What is needed
Reproduce the lines below from the one that contains "of the pointed" through the end, inclusive, and add nothing.

::::

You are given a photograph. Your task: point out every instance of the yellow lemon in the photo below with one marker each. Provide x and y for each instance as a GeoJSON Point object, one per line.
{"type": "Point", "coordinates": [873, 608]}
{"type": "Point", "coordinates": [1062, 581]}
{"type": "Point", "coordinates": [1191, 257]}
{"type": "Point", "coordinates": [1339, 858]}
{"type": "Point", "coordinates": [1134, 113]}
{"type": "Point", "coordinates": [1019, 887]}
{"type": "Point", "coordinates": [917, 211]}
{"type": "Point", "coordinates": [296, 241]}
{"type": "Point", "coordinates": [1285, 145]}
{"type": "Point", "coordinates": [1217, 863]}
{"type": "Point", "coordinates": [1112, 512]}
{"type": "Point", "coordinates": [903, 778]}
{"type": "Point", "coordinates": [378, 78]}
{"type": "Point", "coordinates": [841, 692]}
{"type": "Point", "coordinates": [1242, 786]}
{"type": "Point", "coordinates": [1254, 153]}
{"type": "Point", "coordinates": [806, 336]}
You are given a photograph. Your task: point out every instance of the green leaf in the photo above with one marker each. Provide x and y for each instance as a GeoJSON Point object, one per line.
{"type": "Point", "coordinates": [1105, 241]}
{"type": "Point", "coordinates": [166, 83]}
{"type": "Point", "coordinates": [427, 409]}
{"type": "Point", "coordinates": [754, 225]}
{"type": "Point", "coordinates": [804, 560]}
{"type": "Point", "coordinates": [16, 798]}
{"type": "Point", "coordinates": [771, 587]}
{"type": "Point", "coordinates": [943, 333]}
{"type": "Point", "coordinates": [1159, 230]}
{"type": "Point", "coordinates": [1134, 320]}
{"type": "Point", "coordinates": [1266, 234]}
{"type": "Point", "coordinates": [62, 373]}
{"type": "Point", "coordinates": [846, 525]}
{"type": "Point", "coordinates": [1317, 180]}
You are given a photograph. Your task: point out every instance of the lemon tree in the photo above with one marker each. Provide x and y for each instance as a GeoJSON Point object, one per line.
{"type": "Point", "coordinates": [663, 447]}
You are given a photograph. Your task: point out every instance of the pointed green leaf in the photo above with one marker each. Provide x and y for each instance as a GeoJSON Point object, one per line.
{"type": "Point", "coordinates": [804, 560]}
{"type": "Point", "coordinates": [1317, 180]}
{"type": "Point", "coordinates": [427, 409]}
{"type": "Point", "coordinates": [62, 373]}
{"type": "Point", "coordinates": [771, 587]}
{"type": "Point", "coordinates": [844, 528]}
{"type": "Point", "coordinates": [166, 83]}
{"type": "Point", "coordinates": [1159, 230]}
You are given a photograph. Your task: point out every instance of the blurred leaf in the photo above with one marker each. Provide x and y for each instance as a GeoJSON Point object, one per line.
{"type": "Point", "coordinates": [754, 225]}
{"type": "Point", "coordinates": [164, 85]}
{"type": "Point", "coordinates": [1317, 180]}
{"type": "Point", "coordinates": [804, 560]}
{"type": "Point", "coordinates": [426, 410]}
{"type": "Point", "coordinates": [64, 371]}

::::

Right answer
You are given a photograph. Your task: point out every instance of the pointed green leaf in the photo above with one marker each. Provide x and y for each instance as a GeoJSON Point object, one per line.
{"type": "Point", "coordinates": [804, 560]}
{"type": "Point", "coordinates": [1317, 180]}
{"type": "Point", "coordinates": [427, 409]}
{"type": "Point", "coordinates": [62, 373]}
{"type": "Point", "coordinates": [771, 587]}
{"type": "Point", "coordinates": [844, 528]}
{"type": "Point", "coordinates": [166, 83]}
{"type": "Point", "coordinates": [1159, 230]}
You are given a photograph. Your task: point out every instance of the blurred leaf in the photo above with one marker each. Provide x and y for each instance as a GeoJSON Point object, one per line.
{"type": "Point", "coordinates": [754, 225]}
{"type": "Point", "coordinates": [164, 85]}
{"type": "Point", "coordinates": [1317, 180]}
{"type": "Point", "coordinates": [804, 560]}
{"type": "Point", "coordinates": [426, 410]}
{"type": "Point", "coordinates": [64, 371]}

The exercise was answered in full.